### Data to use
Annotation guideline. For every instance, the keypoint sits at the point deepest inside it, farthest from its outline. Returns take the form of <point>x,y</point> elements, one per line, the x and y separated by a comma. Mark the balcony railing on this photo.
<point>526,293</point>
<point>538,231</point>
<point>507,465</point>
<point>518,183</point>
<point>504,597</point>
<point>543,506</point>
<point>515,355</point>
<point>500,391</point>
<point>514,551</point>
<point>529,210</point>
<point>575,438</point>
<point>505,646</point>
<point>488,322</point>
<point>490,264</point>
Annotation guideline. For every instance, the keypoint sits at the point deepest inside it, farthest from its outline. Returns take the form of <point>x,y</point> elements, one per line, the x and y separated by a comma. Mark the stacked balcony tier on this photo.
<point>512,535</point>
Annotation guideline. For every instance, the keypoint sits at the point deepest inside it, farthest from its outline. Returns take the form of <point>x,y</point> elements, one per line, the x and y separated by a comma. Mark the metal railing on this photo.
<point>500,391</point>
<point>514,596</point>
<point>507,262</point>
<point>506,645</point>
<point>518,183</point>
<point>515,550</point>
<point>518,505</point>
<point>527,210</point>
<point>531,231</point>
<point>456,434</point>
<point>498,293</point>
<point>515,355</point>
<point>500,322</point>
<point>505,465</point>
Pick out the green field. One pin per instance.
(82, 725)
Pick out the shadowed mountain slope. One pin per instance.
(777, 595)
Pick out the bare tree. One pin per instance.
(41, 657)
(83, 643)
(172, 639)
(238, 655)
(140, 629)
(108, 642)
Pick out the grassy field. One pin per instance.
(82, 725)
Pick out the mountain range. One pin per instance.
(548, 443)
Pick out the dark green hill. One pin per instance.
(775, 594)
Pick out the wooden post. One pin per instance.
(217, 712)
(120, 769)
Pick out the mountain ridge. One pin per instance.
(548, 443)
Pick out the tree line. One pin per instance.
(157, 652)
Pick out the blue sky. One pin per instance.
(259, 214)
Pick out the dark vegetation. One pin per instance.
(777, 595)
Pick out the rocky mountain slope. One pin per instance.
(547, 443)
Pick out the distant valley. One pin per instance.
######
■ Task ■
Please type the entries above out again exactly.

■ Output ■
Annotation guideline. For every instance, the keypoint sits at the point deepest inside it, farthest from its outline. Returns take the form of <point>x,y</point> elements, one per line, the x and y separated by a comma. Mark the balcony railing on this photo.
<point>526,293</point>
<point>538,231</point>
<point>507,465</point>
<point>518,183</point>
<point>504,597</point>
<point>543,506</point>
<point>515,355</point>
<point>500,391</point>
<point>514,551</point>
<point>529,210</point>
<point>575,438</point>
<point>505,646</point>
<point>488,322</point>
<point>490,264</point>
Annotation guideline. For every instance, the keypoint sits at the point deepest inside it, farthest from its outline. Returns take the form of <point>x,y</point> elements, one per line, the x and y separated by a comma. Mark the stacked balcony tier on this photo.
<point>512,535</point>
Annotation guideline. For every instance, the keypoint sits at the point deepest inside it, farthest from its outline. Returns take the form of <point>x,y</point> elements, one per line, the x and y separated by a comma. Mark the metal railing on this photo.
<point>500,391</point>
<point>514,596</point>
<point>507,262</point>
<point>506,645</point>
<point>518,183</point>
<point>515,550</point>
<point>518,505</point>
<point>527,210</point>
<point>531,231</point>
<point>456,434</point>
<point>498,293</point>
<point>515,355</point>
<point>500,322</point>
<point>505,465</point>
Pick out the green field. One pin per instance.
(82, 725)
Pick out the shadowed mountain slope. One pin per instance.
(777, 595)
Pick out the bare tree. One pin per instance.
(41, 657)
(83, 643)
(172, 639)
(238, 655)
(140, 629)
(108, 642)
Pick out the grassy field. One pin per instance.
(82, 725)
Pick out the mountain range. One pin per instance.
(548, 443)
Pick out the dark green hill. One pin per instance.
(775, 594)
Pick out the wooden post. One pin per instance.
(217, 712)
(120, 769)
Pick out the mountain ridge. One pin per instance.
(548, 443)
Pick out the tree line. One pin per instance.
(157, 652)
Pick out the blue sky. One pin per instance.
(259, 214)
Pick out the dark vegetation. One pin per instance.
(777, 595)
Pick out the rocky mountain slope. One pin per instance.
(547, 443)
Pick out the distant valley. One pin per instance.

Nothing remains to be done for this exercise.